1937. АнтиТеррор Сталина - Шубин Александр Владленович - Страница 5
- Предыдущая
- 5/19
- Следующая
На пленуме ЦК и ЦКК 17—21 декабря 1930 г. Рыков был подвергнут дружной критике за непоследовательность и старые ошибки. Он опасался отвечать на обвинения прямо, о чем с некоторым злорадством говорил Бубнов: «человек с этакой нарочитой осторожностью ходит по скользкому льду»[26]. Контакты с «вредителями» и зависимость от их мнения играли второстепенную роль в критике Рыкова. 19 декабря Рыков был заменен на посту предсовнаркома Молотовым, а 21 декабря – выведен из Политбюро. Результатом назначения Молотова стало, по словам Сталина, «полное единство советской и партийной верхушек»[27]. Разгром «консультантского» аппарата означал торжество партийного аппарата над хозяйственниками, политической воли над экономической компетентностью.
Но для этого не нужно было фальсифицировать процессы, это и так было в воле Сталина, отстранение правых от власти приветствовали даже аппаратчики, недовольные Сталиным и близкие к правым по взглядам. Это подтвердило дело Сырцова – Ломинадзе.

## Задания
(a) Ответьте на вопросы по отрывку об отставке Рыкова:
(i) Кто сменил Рыкова на посту предсовнаркома?
(ii) Какого числа Рыкова вывели из Политбюро?
(iii) Какое дело, согласно отрывку, подтвердило, что аппаратчики приветствовали отстранение правых?
(b) Назовите всех людей, упомянутых в основном тексте отрывка об отставке Рыкова, без строки заголовка.
(c) Допишите отрывок об отставке Рыкова дальше, начиная сразу после его последнего предложения.

## Исходные записи
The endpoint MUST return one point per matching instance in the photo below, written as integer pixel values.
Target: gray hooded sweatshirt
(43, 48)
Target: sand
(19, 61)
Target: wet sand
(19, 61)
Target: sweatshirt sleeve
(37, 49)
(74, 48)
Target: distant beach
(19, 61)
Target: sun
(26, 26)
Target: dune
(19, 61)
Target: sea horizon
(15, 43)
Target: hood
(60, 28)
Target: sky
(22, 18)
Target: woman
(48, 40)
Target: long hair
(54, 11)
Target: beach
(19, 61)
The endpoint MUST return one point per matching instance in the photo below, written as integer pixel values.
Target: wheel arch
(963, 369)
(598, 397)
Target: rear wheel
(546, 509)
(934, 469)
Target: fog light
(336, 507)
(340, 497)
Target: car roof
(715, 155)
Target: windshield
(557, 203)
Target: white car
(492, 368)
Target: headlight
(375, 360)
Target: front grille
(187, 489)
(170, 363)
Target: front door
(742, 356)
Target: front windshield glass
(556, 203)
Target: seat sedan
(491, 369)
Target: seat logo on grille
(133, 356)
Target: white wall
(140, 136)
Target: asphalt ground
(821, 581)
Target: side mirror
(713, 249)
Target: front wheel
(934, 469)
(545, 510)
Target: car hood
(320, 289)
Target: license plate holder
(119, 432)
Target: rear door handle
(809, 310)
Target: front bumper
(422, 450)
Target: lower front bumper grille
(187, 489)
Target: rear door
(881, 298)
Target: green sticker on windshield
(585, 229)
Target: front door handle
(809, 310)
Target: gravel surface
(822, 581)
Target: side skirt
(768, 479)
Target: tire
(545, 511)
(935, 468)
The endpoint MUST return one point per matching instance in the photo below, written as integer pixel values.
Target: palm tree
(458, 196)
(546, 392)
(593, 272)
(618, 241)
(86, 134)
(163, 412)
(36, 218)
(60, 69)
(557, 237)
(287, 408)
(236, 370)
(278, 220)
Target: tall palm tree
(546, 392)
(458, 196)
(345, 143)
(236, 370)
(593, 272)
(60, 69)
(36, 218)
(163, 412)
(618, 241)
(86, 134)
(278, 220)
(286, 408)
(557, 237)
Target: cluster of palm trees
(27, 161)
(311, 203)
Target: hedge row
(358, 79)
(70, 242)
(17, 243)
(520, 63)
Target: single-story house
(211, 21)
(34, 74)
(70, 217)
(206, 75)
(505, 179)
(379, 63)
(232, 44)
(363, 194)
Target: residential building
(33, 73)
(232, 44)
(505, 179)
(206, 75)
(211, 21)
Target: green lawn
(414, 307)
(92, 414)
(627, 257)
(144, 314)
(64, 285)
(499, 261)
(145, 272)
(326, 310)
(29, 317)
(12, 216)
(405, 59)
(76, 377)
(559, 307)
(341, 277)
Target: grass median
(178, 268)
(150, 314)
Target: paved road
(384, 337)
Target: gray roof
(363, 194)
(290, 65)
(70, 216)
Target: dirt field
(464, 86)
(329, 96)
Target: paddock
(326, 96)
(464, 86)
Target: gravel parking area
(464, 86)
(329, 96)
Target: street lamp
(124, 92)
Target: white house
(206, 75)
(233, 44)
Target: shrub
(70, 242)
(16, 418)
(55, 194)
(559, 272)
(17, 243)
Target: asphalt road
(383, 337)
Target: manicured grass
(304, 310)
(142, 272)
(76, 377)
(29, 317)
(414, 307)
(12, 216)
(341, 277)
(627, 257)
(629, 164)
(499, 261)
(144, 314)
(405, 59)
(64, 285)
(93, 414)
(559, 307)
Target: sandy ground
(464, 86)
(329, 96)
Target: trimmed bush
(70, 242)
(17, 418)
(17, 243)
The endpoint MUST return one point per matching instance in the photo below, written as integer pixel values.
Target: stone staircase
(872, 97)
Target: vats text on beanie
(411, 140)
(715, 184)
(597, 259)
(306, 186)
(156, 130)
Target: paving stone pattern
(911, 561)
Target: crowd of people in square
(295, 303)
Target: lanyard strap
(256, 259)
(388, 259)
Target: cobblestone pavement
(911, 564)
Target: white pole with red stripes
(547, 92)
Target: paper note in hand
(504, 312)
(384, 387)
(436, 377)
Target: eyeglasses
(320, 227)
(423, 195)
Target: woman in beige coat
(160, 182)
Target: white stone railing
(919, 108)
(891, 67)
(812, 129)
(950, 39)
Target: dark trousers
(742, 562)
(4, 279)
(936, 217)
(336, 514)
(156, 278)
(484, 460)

## Ответы по заданиям
(a)
(i) Молотов.
(ii) 21 декабря.
(iii) Дело Сырцова – Ломинадзе.

(b) Рыков, Бубнов, Молотов, Сталин, Сырцов, Ломинадзе.

(c)
Сталина волновала проблема смены поколений в руководстве. Нужно готовить более молодых лидеров, которым со временем, постепенно можно будет передать руль страны. С. Сырцов и В. Ломинадзе имели репутацию молодых радикалов, и на волне борьбы с «правыми» их выдвинули во второй ряд руководства. Орджоникидзе покровительствовал Ломинадзе, который к тому же вместе со своим товарищем Л. Шацкиным особенно рьяно атаковал правых. Но после победы над Бухариным Сталин «осадил» и Шацкина, а Ломинадзе отправился руководить Закавказской парторганизацией. Сырцов во время Гражданской войны громил казаков (руководил «расказачиванием»), в 1926—1929 гг. возглавлял Сибирскую парторганизацию. Тесня Рыкова, Сталин сделал Сырцова председателем Совнаркома РСФСР (Рыков занимал этот пост по совместительству). Сырцов поддерживал борьбу с правыми, верил Сталину. Но первые итоги «великого перелома» разочаровали Сырцова. В начале 1930 г. он выпустил большим тиражом достаточно критическую брошюру «О наших успехах, недостатках и задачах». В июле 1930 г. на XVI съезде партии он говорил не только о победах, но и о проблемах. В августе Сырцов разослал в райисполкомы текст своего доклада о контрольных цифрах, который содержал критические замечания по поводу проводимой политики. Этот шаг Сырцова был охарактеризован Политбюро как ошибка.
Сырцов был недоволен методами раскулачиваний, сомневался в правомерности действий ОГПУ против вредителей – не раздувают ли дело?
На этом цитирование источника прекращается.